**Challenge:** Look below for the line containing "the channel logo.". Output it and each remaining line of the entries exactly, and nothing else.
— begin Material supplied —
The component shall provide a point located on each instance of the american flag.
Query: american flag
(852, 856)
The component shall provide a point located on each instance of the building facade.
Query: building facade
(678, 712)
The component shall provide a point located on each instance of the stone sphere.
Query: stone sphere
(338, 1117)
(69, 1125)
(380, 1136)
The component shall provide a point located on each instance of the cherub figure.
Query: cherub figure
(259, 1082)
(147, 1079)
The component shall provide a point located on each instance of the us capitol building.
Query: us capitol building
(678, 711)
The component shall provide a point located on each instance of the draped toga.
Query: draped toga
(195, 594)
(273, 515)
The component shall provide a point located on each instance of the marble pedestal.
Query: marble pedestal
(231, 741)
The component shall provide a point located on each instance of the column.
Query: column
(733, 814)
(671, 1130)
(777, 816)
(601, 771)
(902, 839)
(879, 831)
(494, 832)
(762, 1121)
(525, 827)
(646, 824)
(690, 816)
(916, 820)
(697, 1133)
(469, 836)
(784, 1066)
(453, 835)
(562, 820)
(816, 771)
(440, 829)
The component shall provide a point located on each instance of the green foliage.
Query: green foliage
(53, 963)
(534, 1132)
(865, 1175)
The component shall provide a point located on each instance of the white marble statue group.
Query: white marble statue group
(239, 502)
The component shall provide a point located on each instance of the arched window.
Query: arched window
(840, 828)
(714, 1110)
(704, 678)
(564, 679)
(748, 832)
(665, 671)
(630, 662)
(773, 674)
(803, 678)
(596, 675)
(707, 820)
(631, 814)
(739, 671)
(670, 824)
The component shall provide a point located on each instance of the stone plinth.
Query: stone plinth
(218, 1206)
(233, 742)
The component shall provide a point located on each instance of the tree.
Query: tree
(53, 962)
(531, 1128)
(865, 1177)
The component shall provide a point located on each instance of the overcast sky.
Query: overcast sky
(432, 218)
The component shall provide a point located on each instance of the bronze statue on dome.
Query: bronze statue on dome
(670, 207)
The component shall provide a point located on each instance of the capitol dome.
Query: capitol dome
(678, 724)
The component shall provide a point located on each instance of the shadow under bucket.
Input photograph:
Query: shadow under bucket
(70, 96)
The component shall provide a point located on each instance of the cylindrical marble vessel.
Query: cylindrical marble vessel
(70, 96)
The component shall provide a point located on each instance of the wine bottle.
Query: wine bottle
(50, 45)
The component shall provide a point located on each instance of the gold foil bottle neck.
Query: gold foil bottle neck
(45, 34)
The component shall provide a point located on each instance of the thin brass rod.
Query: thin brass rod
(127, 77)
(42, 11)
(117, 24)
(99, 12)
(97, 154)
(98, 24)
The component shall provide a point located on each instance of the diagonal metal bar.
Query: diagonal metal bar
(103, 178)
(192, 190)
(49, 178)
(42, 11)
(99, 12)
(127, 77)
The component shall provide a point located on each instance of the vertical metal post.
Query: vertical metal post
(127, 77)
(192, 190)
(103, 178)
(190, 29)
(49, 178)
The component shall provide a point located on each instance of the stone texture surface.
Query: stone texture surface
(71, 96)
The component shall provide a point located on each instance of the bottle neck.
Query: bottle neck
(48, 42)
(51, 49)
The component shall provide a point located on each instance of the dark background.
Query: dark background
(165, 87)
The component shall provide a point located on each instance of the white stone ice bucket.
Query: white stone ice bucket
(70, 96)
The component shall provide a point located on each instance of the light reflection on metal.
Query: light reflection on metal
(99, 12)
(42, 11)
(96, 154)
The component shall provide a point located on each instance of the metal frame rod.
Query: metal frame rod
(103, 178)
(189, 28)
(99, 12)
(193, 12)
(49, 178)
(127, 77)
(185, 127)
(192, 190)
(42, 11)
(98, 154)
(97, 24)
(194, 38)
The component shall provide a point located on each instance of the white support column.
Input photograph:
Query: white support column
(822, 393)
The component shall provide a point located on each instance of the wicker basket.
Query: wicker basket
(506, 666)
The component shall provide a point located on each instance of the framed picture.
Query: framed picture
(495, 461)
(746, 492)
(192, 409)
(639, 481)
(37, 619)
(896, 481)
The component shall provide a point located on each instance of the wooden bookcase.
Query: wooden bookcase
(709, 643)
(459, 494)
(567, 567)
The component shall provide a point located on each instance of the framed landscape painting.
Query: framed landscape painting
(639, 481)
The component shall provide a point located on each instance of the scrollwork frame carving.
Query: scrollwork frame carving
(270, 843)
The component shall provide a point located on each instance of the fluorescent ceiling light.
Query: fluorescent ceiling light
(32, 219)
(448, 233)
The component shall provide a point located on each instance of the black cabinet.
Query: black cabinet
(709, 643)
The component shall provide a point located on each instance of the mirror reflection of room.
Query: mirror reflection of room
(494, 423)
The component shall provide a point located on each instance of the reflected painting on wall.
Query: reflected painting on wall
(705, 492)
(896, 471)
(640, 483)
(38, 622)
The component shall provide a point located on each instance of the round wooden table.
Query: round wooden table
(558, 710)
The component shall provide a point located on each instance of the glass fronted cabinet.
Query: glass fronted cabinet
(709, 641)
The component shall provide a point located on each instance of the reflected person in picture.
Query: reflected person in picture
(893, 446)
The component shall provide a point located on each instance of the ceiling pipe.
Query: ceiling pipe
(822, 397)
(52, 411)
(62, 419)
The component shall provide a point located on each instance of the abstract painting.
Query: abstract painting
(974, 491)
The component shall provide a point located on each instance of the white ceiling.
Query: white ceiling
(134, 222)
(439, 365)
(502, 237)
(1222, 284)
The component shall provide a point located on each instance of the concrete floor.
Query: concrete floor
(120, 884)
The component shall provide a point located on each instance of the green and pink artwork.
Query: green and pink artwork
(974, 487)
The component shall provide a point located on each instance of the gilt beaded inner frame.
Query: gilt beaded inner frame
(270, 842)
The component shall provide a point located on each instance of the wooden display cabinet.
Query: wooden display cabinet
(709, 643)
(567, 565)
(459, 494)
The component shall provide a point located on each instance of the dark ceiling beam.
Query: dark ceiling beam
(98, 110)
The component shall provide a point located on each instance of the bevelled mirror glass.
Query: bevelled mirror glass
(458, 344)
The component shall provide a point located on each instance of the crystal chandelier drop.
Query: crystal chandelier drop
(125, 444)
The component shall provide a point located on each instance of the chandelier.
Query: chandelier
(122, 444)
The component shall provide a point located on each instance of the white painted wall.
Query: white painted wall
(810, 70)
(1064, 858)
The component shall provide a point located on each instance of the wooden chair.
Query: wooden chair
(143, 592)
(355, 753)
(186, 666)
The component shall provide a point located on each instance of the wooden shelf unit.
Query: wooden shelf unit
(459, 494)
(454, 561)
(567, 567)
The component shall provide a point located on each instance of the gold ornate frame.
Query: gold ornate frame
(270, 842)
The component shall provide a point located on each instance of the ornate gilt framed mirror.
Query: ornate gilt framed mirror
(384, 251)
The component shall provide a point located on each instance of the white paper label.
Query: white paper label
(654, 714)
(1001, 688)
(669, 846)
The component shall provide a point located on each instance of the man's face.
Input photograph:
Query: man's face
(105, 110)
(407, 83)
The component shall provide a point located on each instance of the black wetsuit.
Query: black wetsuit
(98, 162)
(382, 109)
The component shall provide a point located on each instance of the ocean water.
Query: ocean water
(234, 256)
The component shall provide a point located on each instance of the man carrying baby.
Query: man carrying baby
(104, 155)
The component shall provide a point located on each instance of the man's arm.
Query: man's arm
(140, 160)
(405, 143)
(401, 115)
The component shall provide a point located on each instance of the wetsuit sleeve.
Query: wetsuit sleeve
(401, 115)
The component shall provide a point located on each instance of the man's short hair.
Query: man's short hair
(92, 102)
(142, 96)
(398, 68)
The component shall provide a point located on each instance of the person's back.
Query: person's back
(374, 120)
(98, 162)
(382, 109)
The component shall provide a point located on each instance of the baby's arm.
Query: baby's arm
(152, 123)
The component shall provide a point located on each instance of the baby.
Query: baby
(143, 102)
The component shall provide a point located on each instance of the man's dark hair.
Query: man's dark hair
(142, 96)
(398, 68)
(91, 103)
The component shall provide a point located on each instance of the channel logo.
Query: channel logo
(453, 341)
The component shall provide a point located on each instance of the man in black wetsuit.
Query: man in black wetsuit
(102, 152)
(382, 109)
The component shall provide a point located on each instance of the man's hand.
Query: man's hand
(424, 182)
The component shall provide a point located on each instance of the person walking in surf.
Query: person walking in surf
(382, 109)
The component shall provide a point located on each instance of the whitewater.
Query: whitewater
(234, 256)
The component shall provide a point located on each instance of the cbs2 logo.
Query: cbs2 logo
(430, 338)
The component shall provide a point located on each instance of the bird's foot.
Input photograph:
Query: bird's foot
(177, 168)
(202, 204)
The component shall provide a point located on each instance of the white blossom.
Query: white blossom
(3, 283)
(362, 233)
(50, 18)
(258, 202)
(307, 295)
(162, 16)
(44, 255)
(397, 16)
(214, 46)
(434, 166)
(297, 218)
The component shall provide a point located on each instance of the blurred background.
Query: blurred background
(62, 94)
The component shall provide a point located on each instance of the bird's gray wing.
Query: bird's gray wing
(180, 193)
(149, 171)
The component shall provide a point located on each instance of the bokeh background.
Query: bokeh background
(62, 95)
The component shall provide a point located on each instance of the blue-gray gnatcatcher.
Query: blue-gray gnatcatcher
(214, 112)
— end Material supplied —
**Right answer:**
The component shall provide a point located on each instance of the channel logo.
Query: channel logo
(453, 341)
The component shall provide a point located on each instance of the man in black wetsuit.
Query: man in black wetsuit
(102, 152)
(382, 109)
The component shall provide a point located on each instance of the man's hand.
Query: man's hand
(424, 182)
The component shall provide a point located on each instance of the person walking in surf.
Query: person walking in surf
(382, 109)
The component shall provide a point located on each instance of the whitewater.
Query: whitewater
(234, 256)
The component shall provide a point located on each instance of the cbs2 logo.
Query: cbs2 logo
(430, 338)
The component shall provide a point located on each instance of the bird's foot.
Input photograph:
Query: bird's foot
(177, 168)
(202, 204)
The component shall provide a point located on each instance of the white blossom.
Query: white blossom
(3, 283)
(362, 233)
(50, 18)
(258, 202)
(307, 295)
(162, 16)
(44, 255)
(397, 16)
(214, 46)
(434, 166)
(297, 218)
The component shall provide a point located on each instance of the blurred background.
Query: blurred background
(62, 94)
The component shall provide a point located on each instance of the bird's gray wing.
Query: bird's gray wing
(180, 193)
(149, 171)
The component shall provide a point located on each instance of the bokeh background.
Query: bokeh background
(62, 95)
The component shall provide a point located on each instance of the blue-gray gnatcatcher.
Query: blue-gray gnatcatcher
(214, 112)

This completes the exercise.